▸ **List of tasks**:
(A) List every phrase in the essay about turning 40 that is enclosed in parentheses.
(B) Reproduce the passage of the essay about turning 40 that opens with the words containing "It’s a time" and closes with "moving on emotionally.".
(C) Condense the paragraph of the essay about turning 40 that begins "My baby-making days are past" while keeping its main facts.
╭─ Study text
*Spoilers for season 3 of The Good Place and season 4 of Crazy Ex Girlfriend ahead, as well as for year 40 of my life.
Last year I turned 40. Last week I got my first (and only?) tattoo. In two days I’ll get my first and definitely only hysterectomy.
It’s a time of change, as all times are, I guess. But I feel in a way like I’m at an (almost?) mid-life peak from which I can see all that’s come before and all that’s (maybe, perhaps) expected to come after.
Needing this hysterectomy right now, at this year, feels like an illustration that’s almost too on the nose (as Rebecca said in Crazy Ex Girlfriend.) Physically I’m removing something that’s also been moving on emotionally.
My baby-making days are past, really and truly, close that door/cervix and move on. In fact, all the whirling identities I’ve tried so far are laid out in a line behind me, all the potentials in front of me. It’s dizzying and I feel like I’ve got a bit of vertigo. Crazy Ex Girlfriend illustrated this, too, in song – as it so often aptly does. In “Eleven O’Clock” Rebecca sees all her previous identities rotating around her in the form of her old outfits (they’re in the shape of a clock, why not be on the nose, after all?)
╰─
╭─ Supplied records
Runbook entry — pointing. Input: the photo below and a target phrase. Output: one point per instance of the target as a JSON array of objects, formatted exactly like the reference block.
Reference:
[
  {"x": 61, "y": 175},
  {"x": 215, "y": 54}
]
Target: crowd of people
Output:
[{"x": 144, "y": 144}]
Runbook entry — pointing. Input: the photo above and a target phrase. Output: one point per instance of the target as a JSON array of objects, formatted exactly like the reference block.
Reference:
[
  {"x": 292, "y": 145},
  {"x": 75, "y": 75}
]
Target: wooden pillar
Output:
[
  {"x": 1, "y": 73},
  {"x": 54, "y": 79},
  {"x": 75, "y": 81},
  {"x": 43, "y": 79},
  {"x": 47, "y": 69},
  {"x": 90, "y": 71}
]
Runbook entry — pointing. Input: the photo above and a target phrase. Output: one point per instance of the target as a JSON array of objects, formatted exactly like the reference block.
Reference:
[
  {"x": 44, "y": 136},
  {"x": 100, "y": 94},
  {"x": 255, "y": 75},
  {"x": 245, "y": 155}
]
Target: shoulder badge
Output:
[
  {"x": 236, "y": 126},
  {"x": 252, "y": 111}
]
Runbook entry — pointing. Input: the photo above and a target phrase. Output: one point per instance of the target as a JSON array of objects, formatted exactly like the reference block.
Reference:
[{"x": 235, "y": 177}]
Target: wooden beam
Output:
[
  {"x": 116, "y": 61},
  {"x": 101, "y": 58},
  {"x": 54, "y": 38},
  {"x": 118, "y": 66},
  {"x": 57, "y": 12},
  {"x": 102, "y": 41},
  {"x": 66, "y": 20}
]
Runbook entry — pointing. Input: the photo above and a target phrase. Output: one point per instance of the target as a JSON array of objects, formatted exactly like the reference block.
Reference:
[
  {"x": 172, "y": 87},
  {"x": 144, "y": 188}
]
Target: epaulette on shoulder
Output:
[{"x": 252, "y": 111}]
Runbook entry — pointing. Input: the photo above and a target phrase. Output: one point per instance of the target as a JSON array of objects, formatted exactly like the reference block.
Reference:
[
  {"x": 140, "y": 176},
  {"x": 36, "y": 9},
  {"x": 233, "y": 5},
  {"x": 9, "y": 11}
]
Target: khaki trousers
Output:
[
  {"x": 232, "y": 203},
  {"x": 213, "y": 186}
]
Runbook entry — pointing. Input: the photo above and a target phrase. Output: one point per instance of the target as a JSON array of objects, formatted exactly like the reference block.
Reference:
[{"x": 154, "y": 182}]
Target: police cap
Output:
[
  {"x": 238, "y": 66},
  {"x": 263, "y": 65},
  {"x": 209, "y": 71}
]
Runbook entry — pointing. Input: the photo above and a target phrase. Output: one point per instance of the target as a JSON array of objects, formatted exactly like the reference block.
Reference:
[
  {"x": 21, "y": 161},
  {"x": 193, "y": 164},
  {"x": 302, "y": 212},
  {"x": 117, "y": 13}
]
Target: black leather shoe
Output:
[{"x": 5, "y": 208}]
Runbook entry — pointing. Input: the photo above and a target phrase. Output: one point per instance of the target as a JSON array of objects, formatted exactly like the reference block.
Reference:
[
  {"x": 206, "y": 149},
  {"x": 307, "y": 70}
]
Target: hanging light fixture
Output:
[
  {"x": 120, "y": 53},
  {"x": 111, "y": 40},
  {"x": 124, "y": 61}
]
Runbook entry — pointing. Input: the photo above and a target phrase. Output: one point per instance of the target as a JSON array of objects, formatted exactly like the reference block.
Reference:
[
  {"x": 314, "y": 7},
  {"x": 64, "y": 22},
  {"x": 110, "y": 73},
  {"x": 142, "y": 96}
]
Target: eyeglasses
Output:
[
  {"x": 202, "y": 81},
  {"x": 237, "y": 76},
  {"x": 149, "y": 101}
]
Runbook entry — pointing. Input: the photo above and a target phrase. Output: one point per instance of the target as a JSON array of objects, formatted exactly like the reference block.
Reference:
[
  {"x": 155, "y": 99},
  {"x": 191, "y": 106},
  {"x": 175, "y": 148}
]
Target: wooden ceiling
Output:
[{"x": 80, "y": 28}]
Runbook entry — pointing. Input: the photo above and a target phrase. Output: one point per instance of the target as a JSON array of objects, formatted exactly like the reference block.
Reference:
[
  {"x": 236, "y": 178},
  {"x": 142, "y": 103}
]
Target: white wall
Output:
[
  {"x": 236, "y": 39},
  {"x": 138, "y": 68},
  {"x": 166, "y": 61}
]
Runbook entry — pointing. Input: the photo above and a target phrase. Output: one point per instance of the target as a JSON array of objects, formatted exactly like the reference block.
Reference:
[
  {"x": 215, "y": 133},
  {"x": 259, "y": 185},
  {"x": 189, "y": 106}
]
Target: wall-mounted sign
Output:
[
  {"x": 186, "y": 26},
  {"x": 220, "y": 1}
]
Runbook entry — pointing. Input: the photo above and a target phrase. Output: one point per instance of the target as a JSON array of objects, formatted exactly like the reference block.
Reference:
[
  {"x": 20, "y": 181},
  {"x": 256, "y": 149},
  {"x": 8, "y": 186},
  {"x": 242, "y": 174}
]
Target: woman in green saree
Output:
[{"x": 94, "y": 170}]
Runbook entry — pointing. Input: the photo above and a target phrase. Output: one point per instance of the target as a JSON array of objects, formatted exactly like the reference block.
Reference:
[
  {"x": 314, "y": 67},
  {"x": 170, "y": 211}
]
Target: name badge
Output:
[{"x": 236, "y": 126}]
╰─
▸ **Exercise results**:
(A)
(and only?)
(almost?)
(maybe, perhaps)
(as Rebecca said in Crazy Ex Girlfriend.)
(they’re in the shape of a clock, why not be on the nose, after all?)

(B)
It’s a time of change, as all times are, I guess. But I feel in a way like I’m at an (almost?) mid-life peak from which I can see all that’s come before and all that’s (maybe, perhaps) expected to come after.
Needing this hysterectomy right now, at this year, feels like an illustration that’s almost too on the nose (as Rebecca said in Crazy Ex Girlfriend.) Physically I’m removing something that’s also been moving on emotionally.

(C) My baby-making days are truly over. All the identities I've tried lie behind me, and all the possibilities lie ahead, which leaves me dizzy, almost with vertigo. Crazy Ex Girlfriend captured this in the song “Eleven O’Clock.” In it, Rebecca sees her previous identities rotating around her as her old outfits, arranged in the shape of a clock.